§ **Text shown**:
★ ★ ★ ★ ★ ★ ★

I guess the only solution will be to bait the butternut seedlings with fish heads and hope she develops a taste for Glen Baker’s soybeans.  Time to go fishing.  Now that’s a plan.  Thanks, Brian.

UPDATE:  July 11/2009

Another encounter with Daphne went somewhat better for both of us.  When I came upon her she was firmly ensconced in the middle of my neighbour’s wheat field.  She looked up at my approach, froze, and stared me down  until I grew bored and drove away.  Hey, she’s not eating my nut trees, so what’s the harm?  Hope you enjoy the wheat, Daphne.

The trouble with Daphne

June 21, 2009

Daphne came into our lives when she was abandoned the day her mother gave birth to a new fawn behind the barn.  The yearling white-tail was left to wander, and she seems to have fixed upon the walnut field next to the woods as her new home.

This has done no good for the seedlings.  For a hundred-foot radius from Daphne’s bed, the taller seedlings have been trimmed back to the bark and the shorter  walnuts have had their tops nipped off.  For some reason Daphne prefers her meals served in the open, and from knee to shoulder height.  The earlier leaves from a hundred young butternut trees kept her happy until the walnuts came on, but now she won’t be separated from her favourite food for long.

Take this morning, for example.  In a rage yesterday I had chased her clean out of the field.  I drove back this morning to see if this moment of uncharacteristic energy on my part had had any effect.  No.  Daphne greeted me with wide eyes and perked ears, but she didn’t stop munching on a tender walnut seedling until I drove up close to her.  Then she moved away.  I expected her to pick up my scent, flip the tail, snort and run away, hopefully to the other side of someone else’s woods.  But no.  She walked away about a hundred feet, then turned and started to work her way back toward me, bobbing her head from side to side and doing that alert-stupid thing deer are so good at.

O.k.  It’s the running engine.  I turned off the key, fully expecting this to produce panic and flight.   Nope.  On she came.  About forty feet from the Ranger she suddenly took flight – until she thought better of it after a couple of leaps.  Then she threw up her tail and dashed in a semi-circle around me and towards the woods.  But she turned and came back to take up station on the other side of me. Obviously my vehicle and I were occupying the very spot on this earth where she most wanted to be, and would we please leave?

She made a couple of more attempts to crowd me out of her territory, jumping, stamping her feet, and letting out these little snorts before setting off on another hell-for-leather rush to the other side of the Ranger where she started up her inquiring looks again. With seven hundred  walnut trees in this field, why does she particularly want to eat this one?  And it’s almost all gone.

Eventually she gave up her attempt to frighten me off and stepped over the fence and behind a large tree to await my departure.

Daphne’s rapidly growing into a beautiful animal.  Her tail’s still not fully-fluffed, but she’s the lovely tan colour of a fully-grown deer in summer coat now.  We’d actually love to have her around if it weren’t for the way she Hoovers my walnuts.  I have spent three summers planting, mowing, watering and coddling these little trees, and she mows through them at an incredible rate.

Even camping in the field won’t work if she keeps coming back to her spot to put me out.  I remember two summers ago a young coyote had his bed in another field near the woods.  I nearly ran over him with a riding lawn mower one morning while on my way to trim around a line of spruces.  Young fellow was a very sound sleeper.  The coyote pup, as well, deeply resented my intrusion into his territory, and when I later mowed the field, he spent the day circling to try and find a safe way back to his bed, his favourite bones, and a rubber chew toy.

But he was a coyote, and defined by society as a destructive varmint, even though he caught and ate mice everywhere he went and did his best to keep the squirrels and chipmunks honest.  No fate is too terrible for the local coyote.  Poison, traps, grayhounds, even running down with vehicles – all are acceptable.  Daphne, on the other hand, is protected by law as a natural resource, even though she is cutely chewing her way through my livelihood.  Now which one is the varmint?

★ ★ ★ ★ ★ ★ ★

§ **Given entries**:
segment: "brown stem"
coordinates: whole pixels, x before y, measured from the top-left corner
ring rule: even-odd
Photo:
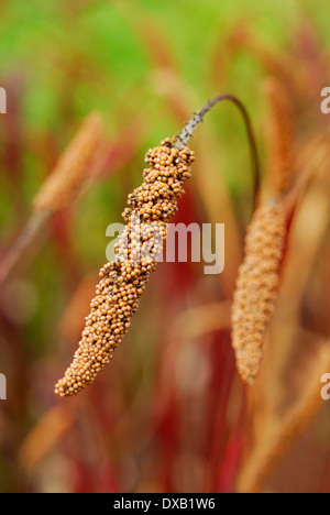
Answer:
[[[260,174],[260,164],[258,164],[258,155],[257,155],[257,147],[255,142],[255,136],[252,128],[252,123],[249,117],[249,113],[244,107],[244,105],[233,95],[224,94],[219,95],[218,97],[212,98],[211,100],[206,103],[199,111],[195,113],[195,116],[186,123],[184,129],[179,134],[175,136],[176,144],[175,146],[183,146],[189,143],[190,138],[194,134],[194,131],[199,122],[204,121],[205,114],[212,109],[216,103],[229,100],[233,102],[241,111],[243,117],[243,121],[246,128],[248,139],[249,139],[249,146],[251,153],[251,169],[252,169],[252,177],[253,177],[253,205],[255,206],[257,194],[260,190],[260,183],[261,183],[261,174]]]

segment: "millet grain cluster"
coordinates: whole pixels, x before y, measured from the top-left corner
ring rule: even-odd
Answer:
[[[248,229],[232,306],[232,347],[238,371],[249,384],[260,371],[265,333],[276,304],[285,232],[284,209],[272,201],[255,211]]]
[[[128,224],[116,245],[116,259],[100,270],[101,280],[78,350],[55,386],[59,396],[76,395],[95,381],[110,362],[138,310],[162,248],[162,241],[147,228],[156,222],[161,240],[166,239],[167,223],[177,210],[177,199],[185,193],[183,184],[191,175],[194,153],[187,146],[175,147],[174,143],[175,140],[166,139],[146,153],[151,167],[143,172],[144,183],[129,195],[129,207],[123,211]]]

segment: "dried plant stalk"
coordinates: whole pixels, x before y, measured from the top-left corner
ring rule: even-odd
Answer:
[[[256,493],[277,461],[301,435],[310,420],[324,404],[320,395],[320,377],[330,366],[329,342],[322,344],[306,380],[300,399],[282,419],[273,423],[272,434],[266,435],[249,457],[239,479],[239,491]]]
[[[26,266],[32,260],[53,213],[68,207],[90,178],[89,166],[101,136],[102,119],[98,113],[91,113],[36,194],[33,200],[34,212],[0,264],[1,287],[14,276],[20,266]]]
[[[288,91],[279,80],[268,78],[265,95],[270,106],[267,182],[271,195],[278,197],[287,188],[294,167],[294,116]]]
[[[177,199],[184,194],[183,184],[190,177],[194,153],[187,146],[175,147],[167,139],[147,152],[151,165],[143,173],[144,183],[129,196],[123,212],[128,221],[116,246],[116,259],[100,270],[91,311],[74,361],[55,386],[59,396],[72,396],[92,383],[110,362],[139,306],[148,276],[156,267],[161,242],[166,238],[167,223],[177,210]],[[139,227],[136,230],[136,221]],[[161,242],[147,234],[156,222]],[[150,258],[144,258],[148,248]]]
[[[99,147],[101,134],[101,117],[92,112],[35,196],[34,211],[61,211],[75,199],[89,178],[88,166]]]
[[[146,153],[145,161],[151,168],[144,171],[144,183],[129,196],[130,207],[123,212],[128,224],[116,246],[116,259],[100,270],[101,281],[90,304],[91,311],[86,318],[82,338],[73,363],[55,386],[57,395],[76,395],[91,384],[110,362],[113,351],[130,327],[148,276],[156,267],[162,240],[166,239],[168,221],[177,210],[177,199],[185,193],[183,184],[191,175],[190,164],[195,156],[187,146],[189,140],[205,114],[222,100],[234,102],[243,116],[256,193],[260,174],[254,134],[244,106],[231,95],[220,95],[209,100],[179,134],[172,140],[167,138],[161,146]],[[154,223],[158,233],[156,238],[154,231],[150,230]]]
[[[285,239],[280,204],[258,208],[248,229],[245,258],[239,270],[232,306],[232,347],[243,381],[252,384],[263,358],[263,343],[275,308]]]

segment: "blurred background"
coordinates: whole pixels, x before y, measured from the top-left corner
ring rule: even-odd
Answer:
[[[319,0],[0,1],[2,280],[15,261],[0,285],[1,492],[330,492],[320,397],[330,372],[329,22]],[[230,92],[246,106],[266,173],[268,76],[295,118],[295,209],[260,379],[243,386],[231,349],[253,188],[244,125],[221,103],[191,142],[175,222],[224,223],[224,272],[160,264],[111,365],[76,398],[57,398],[106,262],[106,228],[122,221],[145,152]],[[105,120],[92,180],[20,246],[33,198],[91,111]]]

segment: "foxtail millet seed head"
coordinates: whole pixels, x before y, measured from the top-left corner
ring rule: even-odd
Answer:
[[[249,384],[255,380],[263,359],[265,333],[277,298],[285,233],[284,209],[277,202],[258,208],[248,228],[231,318],[238,371]]]
[[[76,395],[111,361],[162,250],[162,241],[148,235],[147,228],[156,222],[161,240],[166,238],[167,223],[177,210],[177,199],[185,193],[183,184],[191,175],[194,160],[187,146],[175,147],[169,139],[146,153],[151,167],[143,172],[144,183],[129,195],[129,207],[123,211],[128,224],[116,245],[116,259],[100,270],[81,340],[73,363],[55,386],[57,395]],[[146,249],[147,256],[143,252]]]

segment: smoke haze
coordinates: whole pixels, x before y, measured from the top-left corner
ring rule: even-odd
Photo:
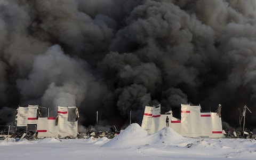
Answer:
[[[79,123],[141,123],[201,104],[256,127],[255,1],[1,0],[0,115],[18,105],[77,106]],[[6,114],[7,113],[7,114]],[[179,116],[179,115],[175,115]]]

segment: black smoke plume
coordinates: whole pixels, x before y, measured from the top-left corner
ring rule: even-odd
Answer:
[[[18,105],[77,106],[79,122],[141,123],[201,104],[255,127],[256,2],[233,0],[2,0],[1,122]],[[178,116],[178,115],[177,115]]]

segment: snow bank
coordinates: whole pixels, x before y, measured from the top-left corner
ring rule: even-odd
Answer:
[[[108,139],[107,137],[103,137],[102,138],[99,139],[98,140],[94,142],[93,144],[102,145],[103,144],[106,143],[107,142],[109,141],[109,139]]]
[[[39,140],[37,143],[60,143],[61,142],[54,138],[45,138]]]
[[[133,123],[101,147],[125,147],[145,145],[147,142],[145,142],[145,138],[148,135],[148,132],[139,124]]]
[[[151,144],[159,143],[171,143],[186,138],[173,131],[172,128],[166,127],[158,132],[150,135],[147,138]]]

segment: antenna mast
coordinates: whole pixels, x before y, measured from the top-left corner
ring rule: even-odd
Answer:
[[[244,117],[244,125],[243,126],[243,133],[244,137],[244,126],[245,124],[245,115],[246,113],[246,109],[248,109],[248,110],[250,111],[250,113],[252,113],[252,111],[247,107],[246,105],[244,105],[244,111],[243,111],[243,116]]]

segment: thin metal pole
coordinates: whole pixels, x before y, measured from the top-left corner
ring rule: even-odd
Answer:
[[[99,111],[96,111],[96,124],[98,125],[98,122],[99,119]]]
[[[9,129],[8,129],[8,135],[9,135],[10,134],[10,128],[11,127],[11,125],[9,124]]]
[[[132,109],[130,111],[130,124],[132,123]]]

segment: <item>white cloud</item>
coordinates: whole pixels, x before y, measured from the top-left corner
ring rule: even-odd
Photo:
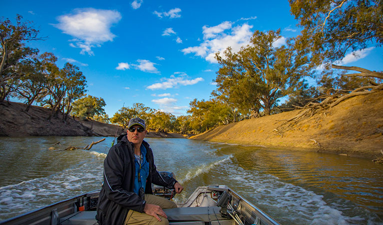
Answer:
[[[139,70],[144,72],[152,72],[154,74],[158,74],[159,72],[157,68],[154,67],[154,65],[157,65],[157,64],[152,62],[146,60],[138,60],[137,62],[138,62],[139,64],[131,64],[136,70]]]
[[[157,96],[159,97],[166,97],[166,96],[170,96],[170,93],[164,93],[163,94],[158,94]]]
[[[162,33],[162,36],[170,36],[171,35],[171,34],[176,34],[176,32],[174,32],[174,30],[173,30],[173,28],[167,28],[165,29],[165,30],[164,30],[164,32]]]
[[[179,8],[174,8],[170,10],[168,12],[159,12],[157,11],[153,12],[154,14],[157,15],[157,16],[160,18],[162,18],[163,16],[168,16],[170,18],[179,18],[181,17],[181,14],[179,14],[181,11]]]
[[[130,5],[132,6],[132,8],[135,10],[137,10],[137,8],[141,7],[141,4],[142,4],[142,0],[134,0],[133,1],[133,2],[130,4]]]
[[[353,52],[351,53],[347,54],[341,61],[336,62],[335,64],[337,64],[344,65],[350,62],[358,61],[368,56],[371,51],[375,48],[375,47],[370,47],[368,48],[362,49]]]
[[[231,22],[225,22],[215,26],[204,26],[202,28],[204,38],[206,38],[204,42],[199,46],[189,47],[181,51],[184,54],[194,53],[195,56],[215,63],[217,60],[214,56],[217,52],[220,52],[223,56],[223,52],[227,47],[231,46],[233,52],[238,52],[242,46],[250,44],[253,34],[251,29],[253,26],[244,24],[232,28],[232,24]],[[230,32],[225,32],[226,30],[230,30]]]
[[[166,16],[169,16],[170,18],[179,18],[181,17],[179,13],[181,12],[181,9],[179,8],[174,8],[169,10],[168,12],[164,12],[164,15]]]
[[[285,28],[284,30],[285,31],[289,31],[292,32],[297,32],[297,29],[293,29],[291,28],[291,25],[290,25],[289,26]]]
[[[159,12],[157,11],[154,11],[153,12],[153,14],[155,14],[157,15],[157,16],[159,17],[160,18],[162,18],[162,12]]]
[[[65,62],[70,62],[71,64],[79,64],[81,66],[87,66],[88,65],[86,64],[83,64],[82,62],[78,62],[76,60],[73,59],[72,58],[62,58],[63,60],[65,60]]]
[[[209,27],[205,25],[202,27],[202,33],[204,39],[215,38],[219,34],[222,33],[225,30],[231,28],[232,23],[225,21],[214,26]]]
[[[127,62],[120,62],[118,64],[118,66],[116,68],[116,69],[119,70],[124,70],[129,68],[129,64]]]
[[[169,106],[177,102],[177,100],[169,98],[164,98],[160,99],[153,99],[152,102],[160,105]]]
[[[273,43],[273,46],[274,48],[279,48],[282,46],[286,44],[286,38],[282,36],[281,38],[277,39],[277,40],[276,40]]]
[[[251,16],[251,17],[249,17],[249,18],[244,18],[242,17],[240,19],[238,20],[237,21],[239,21],[239,20],[255,20],[256,18],[257,18],[257,16]]]
[[[197,78],[193,80],[187,80],[186,74],[184,74],[179,76],[176,77],[174,75],[170,76],[170,78],[162,79],[162,82],[153,84],[147,87],[148,89],[155,90],[157,89],[167,89],[178,87],[180,86],[186,86],[187,85],[195,84],[200,82],[204,81],[202,78]]]
[[[80,8],[58,16],[59,23],[53,26],[74,38],[72,41],[75,43],[70,43],[71,46],[81,48],[81,54],[92,56],[92,48],[113,41],[116,36],[110,32],[110,28],[121,18],[121,14],[116,10]]]

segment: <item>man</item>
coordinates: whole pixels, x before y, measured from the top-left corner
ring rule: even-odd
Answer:
[[[152,194],[152,183],[174,188],[177,194],[183,188],[157,171],[152,150],[143,140],[147,132],[143,120],[131,119],[127,135],[118,137],[109,150],[104,160],[104,184],[97,207],[100,225],[168,224],[162,209],[177,205]]]

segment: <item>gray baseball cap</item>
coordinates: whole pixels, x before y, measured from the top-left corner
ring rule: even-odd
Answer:
[[[139,125],[145,129],[145,120],[141,118],[138,118],[138,117],[130,119],[130,120],[129,120],[128,129],[130,128],[130,126],[132,126],[133,125]]]

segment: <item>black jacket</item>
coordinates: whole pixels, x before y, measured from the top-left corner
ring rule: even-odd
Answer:
[[[135,176],[134,145],[126,135],[120,136],[119,142],[109,150],[104,160],[104,184],[97,206],[97,219],[100,225],[122,224],[129,210],[142,212],[146,202],[133,191]],[[153,152],[145,141],[146,160],[149,162],[149,176],[146,194],[153,194],[152,182],[174,188],[177,180],[162,177],[154,165]]]

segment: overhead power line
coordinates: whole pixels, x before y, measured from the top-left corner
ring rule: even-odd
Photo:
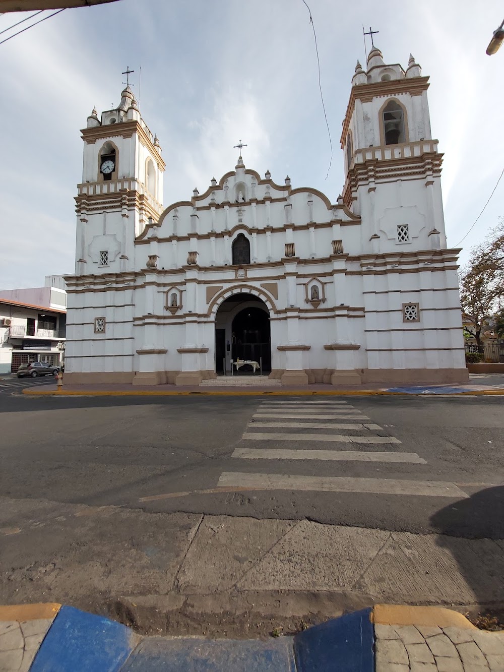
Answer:
[[[460,245],[460,243],[463,243],[463,242],[464,242],[464,241],[465,241],[465,239],[466,239],[467,238],[467,237],[468,237],[468,236],[469,235],[469,234],[470,234],[470,233],[471,233],[471,231],[472,230],[472,229],[473,229],[473,228],[474,228],[474,226],[476,226],[476,222],[478,221],[478,219],[480,218],[480,216],[481,216],[481,215],[482,215],[482,214],[483,214],[483,212],[485,212],[485,208],[487,207],[487,205],[489,204],[489,203],[490,203],[490,199],[491,199],[491,198],[492,198],[492,196],[493,196],[493,194],[494,194],[494,192],[495,192],[495,190],[496,190],[496,189],[497,188],[497,187],[499,186],[499,182],[501,181],[501,178],[502,177],[502,176],[503,176],[503,175],[504,175],[504,168],[503,168],[503,169],[502,169],[502,173],[501,173],[501,175],[500,175],[500,176],[499,176],[499,179],[497,180],[497,184],[495,185],[495,187],[493,187],[493,190],[492,191],[492,193],[491,193],[491,194],[490,194],[490,198],[489,198],[489,200],[488,200],[487,201],[487,202],[486,202],[486,203],[485,204],[485,206],[483,206],[483,209],[482,209],[482,211],[481,211],[481,212],[480,212],[480,214],[479,214],[478,215],[478,216],[477,216],[477,217],[476,218],[476,219],[474,220],[474,224],[472,224],[472,226],[471,226],[471,228],[470,228],[469,229],[469,230],[468,230],[468,231],[467,232],[467,233],[466,233],[466,234],[465,235],[465,236],[464,237],[464,238],[462,238],[462,240],[461,240],[461,241],[460,241],[459,243],[458,243],[456,244],[456,245],[455,245],[455,247],[458,247],[458,246],[459,246],[459,245]]]
[[[312,12],[310,7],[306,4],[306,0],[302,0],[304,4],[306,5],[306,9],[310,13],[310,23],[312,24],[312,28],[313,29],[313,38],[315,40],[315,52],[317,53],[317,63],[319,68],[319,89],[321,92],[321,100],[322,101],[322,109],[324,110],[324,118],[325,119],[325,125],[327,126],[327,135],[329,137],[329,147],[331,148],[331,158],[329,159],[329,165],[327,168],[327,175],[325,176],[325,179],[329,176],[329,171],[331,170],[331,164],[333,163],[333,142],[331,139],[331,131],[329,130],[329,124],[327,121],[327,115],[325,113],[325,106],[324,105],[324,97],[322,95],[322,85],[321,83],[321,61],[319,58],[319,48],[317,46],[317,34],[315,33],[315,26],[313,23],[313,19],[312,18]]]
[[[0,42],[0,44],[3,44],[4,42],[8,42],[9,40],[12,40],[15,38],[16,35],[20,35],[24,33],[25,30],[28,30],[30,28],[32,28],[34,26],[36,26],[38,24],[41,24],[42,21],[46,21],[47,19],[50,19],[52,16],[56,16],[56,14],[59,14],[61,11],[65,11],[66,7],[63,7],[62,9],[58,9],[57,11],[53,11],[52,14],[49,14],[48,16],[44,16],[43,19],[40,19],[38,21],[36,21],[34,24],[32,24],[31,26],[27,26],[26,28],[23,28],[22,30],[18,30],[17,33],[14,33],[13,35],[10,35],[8,38],[5,38],[5,40],[2,40]]]
[[[0,31],[0,35],[3,35],[3,33],[6,33],[7,30],[12,30],[12,29],[15,28],[16,26],[19,26],[19,24],[24,24],[25,21],[28,21],[28,19],[33,19],[34,16],[36,16],[37,14],[40,14],[41,11],[44,11],[44,9],[36,11],[34,14],[32,14],[30,16],[27,16],[26,19],[22,19],[21,21],[18,21],[17,24],[13,24],[12,26],[9,26],[8,28],[4,28],[3,30]]]

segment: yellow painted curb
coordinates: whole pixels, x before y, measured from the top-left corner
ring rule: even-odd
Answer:
[[[410,607],[405,604],[375,604],[375,624],[388,626],[437,626],[478,630],[465,616],[445,607]]]
[[[0,621],[34,621],[39,618],[54,618],[60,607],[61,605],[57,602],[0,605]]]
[[[24,394],[30,396],[437,396],[436,392],[388,392],[386,390],[282,390],[273,391],[269,390],[64,390],[62,392],[56,390],[35,390],[25,388],[22,390]],[[470,392],[452,392],[452,396],[457,396],[462,394],[493,394],[504,396],[504,390],[474,390]]]

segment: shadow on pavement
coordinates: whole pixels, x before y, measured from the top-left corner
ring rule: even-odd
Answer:
[[[441,534],[468,539],[504,539],[504,486],[486,488],[431,517]]]
[[[450,504],[431,523],[441,534],[438,546],[453,556],[476,602],[504,603],[504,487]]]

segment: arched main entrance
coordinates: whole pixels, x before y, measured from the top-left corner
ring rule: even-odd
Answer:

★ ★ ★ ★ ★ ★ ★

§ **Actions to take**:
a. According to the account of Daphne the deer, how many walnut trees are in the field where she feeds?
b. Please give the lines of the records as a numbered list, leaving out blank lines, starting with the line that contains "segment: black smoke plume" and going on through the line that contains "[[[132,109],[130,111],[130,124],[132,123]]]", both included.

§ **Solutions to the tasks**:
a. Seven hundred.

b.
1. segment: black smoke plume
2. coordinates: whole pixels, x before y, measured from the top-left corner
3. ring rule: even-odd
4. Answer:
5. [[[18,105],[77,106],[79,122],[141,123],[201,104],[255,127],[256,2],[233,0],[2,0],[1,122]],[[178,116],[178,115],[177,115]]]
6. segment: snow bank
7. coordinates: whole pixels, x before y, measured from the top-left corner
8. ring rule: even-odd
9. Answer:
10. [[[108,139],[107,137],[103,137],[102,138],[99,139],[98,140],[94,142],[93,144],[102,145],[103,144],[106,143],[107,142],[109,141],[109,139]]]
11. [[[39,140],[37,143],[60,143],[61,142],[54,138],[45,138]]]
12. [[[133,123],[101,147],[125,147],[145,145],[147,142],[145,142],[145,138],[148,135],[148,132],[139,124]]]
13. [[[151,144],[159,143],[171,143],[186,138],[173,131],[172,128],[166,127],[158,132],[150,135],[147,138]]]
14. segment: antenna mast
15. coordinates: whole pixels, x before y, measured from the top-left corner
16. ring rule: even-odd
17. Answer:
18. [[[244,117],[244,125],[243,126],[243,133],[244,137],[244,126],[245,124],[245,115],[246,113],[246,109],[248,109],[248,110],[250,111],[250,113],[252,113],[252,111],[247,107],[246,105],[244,105],[244,111],[243,111],[243,116]]]
19. segment: thin metal pole
20. coordinates: whole pixels, x before y, measured from the top-left corner
21. ring rule: even-odd
22. Answer:
23. [[[99,111],[96,111],[96,124],[98,125],[98,122],[99,119]]]
24. [[[9,129],[8,129],[8,135],[9,135],[10,134],[10,128],[11,127],[11,125],[9,124]]]
25. [[[132,109],[130,111],[130,124],[132,123]]]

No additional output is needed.